Stored dataset items:
____________
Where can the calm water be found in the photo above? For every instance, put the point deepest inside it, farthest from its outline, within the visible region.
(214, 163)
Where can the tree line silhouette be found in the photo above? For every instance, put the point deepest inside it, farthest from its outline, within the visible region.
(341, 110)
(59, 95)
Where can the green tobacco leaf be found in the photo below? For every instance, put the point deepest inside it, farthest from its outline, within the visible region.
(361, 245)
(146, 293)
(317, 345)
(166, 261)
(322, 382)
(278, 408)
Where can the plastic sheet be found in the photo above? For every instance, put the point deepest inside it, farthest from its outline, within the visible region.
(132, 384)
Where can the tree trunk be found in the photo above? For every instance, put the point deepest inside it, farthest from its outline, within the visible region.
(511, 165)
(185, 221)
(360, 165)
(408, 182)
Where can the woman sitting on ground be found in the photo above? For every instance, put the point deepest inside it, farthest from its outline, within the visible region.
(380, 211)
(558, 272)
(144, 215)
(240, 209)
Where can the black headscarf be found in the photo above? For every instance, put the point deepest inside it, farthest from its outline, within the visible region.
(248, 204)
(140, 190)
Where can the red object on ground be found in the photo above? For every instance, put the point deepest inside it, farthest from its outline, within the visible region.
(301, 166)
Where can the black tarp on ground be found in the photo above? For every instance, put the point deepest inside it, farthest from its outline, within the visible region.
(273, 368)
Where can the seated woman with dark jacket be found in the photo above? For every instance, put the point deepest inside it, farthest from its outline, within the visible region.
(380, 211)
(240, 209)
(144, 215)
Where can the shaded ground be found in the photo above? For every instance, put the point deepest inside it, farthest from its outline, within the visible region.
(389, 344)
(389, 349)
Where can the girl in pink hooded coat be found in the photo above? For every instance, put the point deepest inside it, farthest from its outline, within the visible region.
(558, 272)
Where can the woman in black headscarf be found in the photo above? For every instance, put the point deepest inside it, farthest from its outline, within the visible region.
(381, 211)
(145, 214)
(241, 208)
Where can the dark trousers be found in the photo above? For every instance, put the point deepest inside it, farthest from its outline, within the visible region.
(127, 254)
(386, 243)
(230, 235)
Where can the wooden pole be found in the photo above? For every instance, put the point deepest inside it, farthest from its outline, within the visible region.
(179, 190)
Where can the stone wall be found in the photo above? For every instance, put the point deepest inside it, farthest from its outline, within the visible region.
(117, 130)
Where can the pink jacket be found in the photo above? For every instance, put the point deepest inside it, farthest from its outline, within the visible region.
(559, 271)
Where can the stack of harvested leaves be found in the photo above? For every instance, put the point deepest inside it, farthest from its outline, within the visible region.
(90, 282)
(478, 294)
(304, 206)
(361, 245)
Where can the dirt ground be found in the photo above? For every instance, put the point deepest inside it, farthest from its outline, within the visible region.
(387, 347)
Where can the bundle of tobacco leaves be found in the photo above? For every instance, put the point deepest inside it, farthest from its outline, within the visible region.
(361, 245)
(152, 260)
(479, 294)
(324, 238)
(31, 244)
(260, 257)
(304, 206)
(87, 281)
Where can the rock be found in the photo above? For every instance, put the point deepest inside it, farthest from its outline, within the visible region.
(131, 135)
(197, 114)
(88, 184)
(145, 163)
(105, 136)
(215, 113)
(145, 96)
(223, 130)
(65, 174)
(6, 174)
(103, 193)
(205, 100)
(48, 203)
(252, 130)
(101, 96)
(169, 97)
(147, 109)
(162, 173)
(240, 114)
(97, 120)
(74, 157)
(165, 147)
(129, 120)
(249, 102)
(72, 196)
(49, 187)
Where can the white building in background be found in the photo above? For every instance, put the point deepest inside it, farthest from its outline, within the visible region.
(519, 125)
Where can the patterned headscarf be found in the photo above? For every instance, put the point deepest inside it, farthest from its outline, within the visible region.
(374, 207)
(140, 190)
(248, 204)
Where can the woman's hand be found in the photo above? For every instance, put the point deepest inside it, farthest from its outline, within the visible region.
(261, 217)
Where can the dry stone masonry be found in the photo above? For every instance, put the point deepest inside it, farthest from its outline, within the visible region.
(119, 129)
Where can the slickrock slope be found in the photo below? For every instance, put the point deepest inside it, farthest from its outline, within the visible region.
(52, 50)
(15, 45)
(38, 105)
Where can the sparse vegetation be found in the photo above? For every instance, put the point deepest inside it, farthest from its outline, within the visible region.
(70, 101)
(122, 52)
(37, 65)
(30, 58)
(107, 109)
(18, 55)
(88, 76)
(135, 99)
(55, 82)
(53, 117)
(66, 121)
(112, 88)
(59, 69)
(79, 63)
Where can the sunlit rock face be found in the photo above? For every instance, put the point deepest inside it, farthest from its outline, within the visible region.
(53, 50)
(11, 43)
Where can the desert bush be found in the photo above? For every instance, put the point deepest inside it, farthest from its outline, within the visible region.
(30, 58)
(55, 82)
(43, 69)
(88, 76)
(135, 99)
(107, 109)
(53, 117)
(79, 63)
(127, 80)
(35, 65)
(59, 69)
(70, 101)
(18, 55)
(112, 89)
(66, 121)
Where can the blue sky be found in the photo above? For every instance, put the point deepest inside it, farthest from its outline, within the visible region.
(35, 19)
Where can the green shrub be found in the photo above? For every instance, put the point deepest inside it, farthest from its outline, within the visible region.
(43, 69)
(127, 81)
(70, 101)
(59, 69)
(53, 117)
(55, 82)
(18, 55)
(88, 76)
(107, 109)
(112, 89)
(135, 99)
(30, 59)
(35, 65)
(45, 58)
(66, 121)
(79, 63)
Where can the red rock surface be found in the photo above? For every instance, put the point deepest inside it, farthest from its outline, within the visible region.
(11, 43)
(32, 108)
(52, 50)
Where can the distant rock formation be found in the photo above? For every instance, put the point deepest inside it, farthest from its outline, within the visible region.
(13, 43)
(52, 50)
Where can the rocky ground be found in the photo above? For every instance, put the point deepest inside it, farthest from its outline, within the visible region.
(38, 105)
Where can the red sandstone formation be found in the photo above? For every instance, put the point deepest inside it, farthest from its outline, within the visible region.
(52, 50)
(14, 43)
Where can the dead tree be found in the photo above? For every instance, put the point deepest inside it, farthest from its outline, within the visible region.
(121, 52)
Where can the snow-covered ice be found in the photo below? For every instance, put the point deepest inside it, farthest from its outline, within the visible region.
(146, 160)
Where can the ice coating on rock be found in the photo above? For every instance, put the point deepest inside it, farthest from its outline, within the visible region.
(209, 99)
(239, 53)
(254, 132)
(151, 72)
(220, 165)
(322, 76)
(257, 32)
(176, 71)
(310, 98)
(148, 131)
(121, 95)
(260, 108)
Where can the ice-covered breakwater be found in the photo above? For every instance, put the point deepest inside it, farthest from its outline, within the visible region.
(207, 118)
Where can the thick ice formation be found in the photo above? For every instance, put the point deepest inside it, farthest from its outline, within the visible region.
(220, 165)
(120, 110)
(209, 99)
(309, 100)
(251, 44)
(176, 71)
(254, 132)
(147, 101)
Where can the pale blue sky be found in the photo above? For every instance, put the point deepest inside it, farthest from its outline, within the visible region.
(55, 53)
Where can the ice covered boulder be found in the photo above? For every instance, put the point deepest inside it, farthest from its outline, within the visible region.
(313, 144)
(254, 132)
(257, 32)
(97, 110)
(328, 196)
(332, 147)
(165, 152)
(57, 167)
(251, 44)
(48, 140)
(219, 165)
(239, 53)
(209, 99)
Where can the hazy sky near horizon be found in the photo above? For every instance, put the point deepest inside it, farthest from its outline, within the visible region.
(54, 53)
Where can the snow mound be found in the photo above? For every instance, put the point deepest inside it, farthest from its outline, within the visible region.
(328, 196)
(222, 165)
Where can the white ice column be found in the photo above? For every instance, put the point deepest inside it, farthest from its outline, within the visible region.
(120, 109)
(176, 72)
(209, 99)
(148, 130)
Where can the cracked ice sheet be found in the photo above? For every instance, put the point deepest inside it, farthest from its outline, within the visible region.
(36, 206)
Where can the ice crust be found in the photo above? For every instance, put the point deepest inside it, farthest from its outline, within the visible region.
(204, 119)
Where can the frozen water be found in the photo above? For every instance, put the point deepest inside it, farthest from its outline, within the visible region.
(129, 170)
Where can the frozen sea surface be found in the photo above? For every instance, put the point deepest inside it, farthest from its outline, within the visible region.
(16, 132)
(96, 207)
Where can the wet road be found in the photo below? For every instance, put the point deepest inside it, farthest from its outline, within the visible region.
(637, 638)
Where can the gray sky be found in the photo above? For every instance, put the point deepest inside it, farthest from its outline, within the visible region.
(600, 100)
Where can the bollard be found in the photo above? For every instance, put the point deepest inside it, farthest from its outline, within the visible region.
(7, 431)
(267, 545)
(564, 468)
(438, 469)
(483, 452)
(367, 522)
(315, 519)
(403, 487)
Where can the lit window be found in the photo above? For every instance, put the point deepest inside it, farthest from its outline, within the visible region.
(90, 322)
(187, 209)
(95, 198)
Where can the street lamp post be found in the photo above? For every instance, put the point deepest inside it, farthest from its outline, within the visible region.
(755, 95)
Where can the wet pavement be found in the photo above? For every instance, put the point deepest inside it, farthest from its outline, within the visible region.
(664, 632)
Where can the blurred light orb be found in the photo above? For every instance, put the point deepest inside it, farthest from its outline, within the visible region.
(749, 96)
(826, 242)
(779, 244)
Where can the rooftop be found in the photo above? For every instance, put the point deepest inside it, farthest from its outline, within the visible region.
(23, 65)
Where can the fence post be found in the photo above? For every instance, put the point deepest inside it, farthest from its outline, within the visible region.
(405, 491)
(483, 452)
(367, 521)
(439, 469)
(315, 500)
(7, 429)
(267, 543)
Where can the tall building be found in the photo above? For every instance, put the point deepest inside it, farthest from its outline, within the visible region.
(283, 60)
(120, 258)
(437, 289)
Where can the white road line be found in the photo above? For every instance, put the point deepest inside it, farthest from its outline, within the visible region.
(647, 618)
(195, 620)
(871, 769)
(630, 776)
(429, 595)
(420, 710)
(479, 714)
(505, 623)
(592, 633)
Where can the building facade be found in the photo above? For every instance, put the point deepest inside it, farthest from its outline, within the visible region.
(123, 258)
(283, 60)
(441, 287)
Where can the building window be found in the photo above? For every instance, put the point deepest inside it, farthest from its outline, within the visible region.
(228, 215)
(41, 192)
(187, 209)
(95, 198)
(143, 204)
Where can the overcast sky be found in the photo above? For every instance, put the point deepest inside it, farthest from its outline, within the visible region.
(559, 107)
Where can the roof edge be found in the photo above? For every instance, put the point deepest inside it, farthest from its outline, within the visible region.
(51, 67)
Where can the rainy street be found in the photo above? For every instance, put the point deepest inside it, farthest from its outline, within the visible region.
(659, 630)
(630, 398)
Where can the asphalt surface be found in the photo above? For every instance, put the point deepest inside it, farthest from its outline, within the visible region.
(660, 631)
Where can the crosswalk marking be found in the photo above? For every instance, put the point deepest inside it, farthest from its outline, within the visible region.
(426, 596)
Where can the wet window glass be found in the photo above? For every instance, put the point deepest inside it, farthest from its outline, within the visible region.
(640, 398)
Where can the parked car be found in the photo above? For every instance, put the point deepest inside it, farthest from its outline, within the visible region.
____________
Starting at the line that contains "Where can the white road", print every line through the last one of the records, exactly and with nothing else.

Where can the white road line be found in the photo above? For every instance, put the point deepest inside it, farthest from its outline, within the visible region.
(647, 618)
(195, 620)
(871, 769)
(630, 776)
(429, 595)
(420, 710)
(479, 714)
(505, 623)
(592, 633)
Where can the building facade be found in the photo above? For every instance, put the point deepest inside it, farthest from its outline, within the visible region.
(123, 258)
(283, 60)
(441, 287)
Where can the building window be found in the photo above? For every instance, put the point deepest inside it, farthest from its outline, within the visible region.
(228, 215)
(41, 192)
(187, 209)
(95, 198)
(143, 204)
Where can the overcast sky be found in the photo above? For every instance, put the point deepest inside it, farthest from its outline, within the visible region.
(559, 107)
Where can the roof edge be found in the photo above? For every instance, put the point deepest inside it, farthest from its outline, within the visible region.
(51, 67)
Where can the rainy street be found in the photo above? For every instance, put the point deepest inside it, farthest from its outline, within the visible region.
(659, 630)
(630, 398)
Where can the asphalt surface be found in the photo above? For every instance, put the point deepest inside it, farthest from its outline, within the visible region.
(660, 631)
Where can the crosswalk marking be found in the photo above? For every instance, put the point deepest inside it, farthest from its outline, within the visible region.
(426, 596)
Where can the wet window glass be found in the photo above? For every instance, put the point deepest inside it, farthest from its outline, within the visible region.
(640, 398)
Where can the parked car be found in the photo above? For every instance, put the point deepest inside it, farthest from its outline, within the visible region.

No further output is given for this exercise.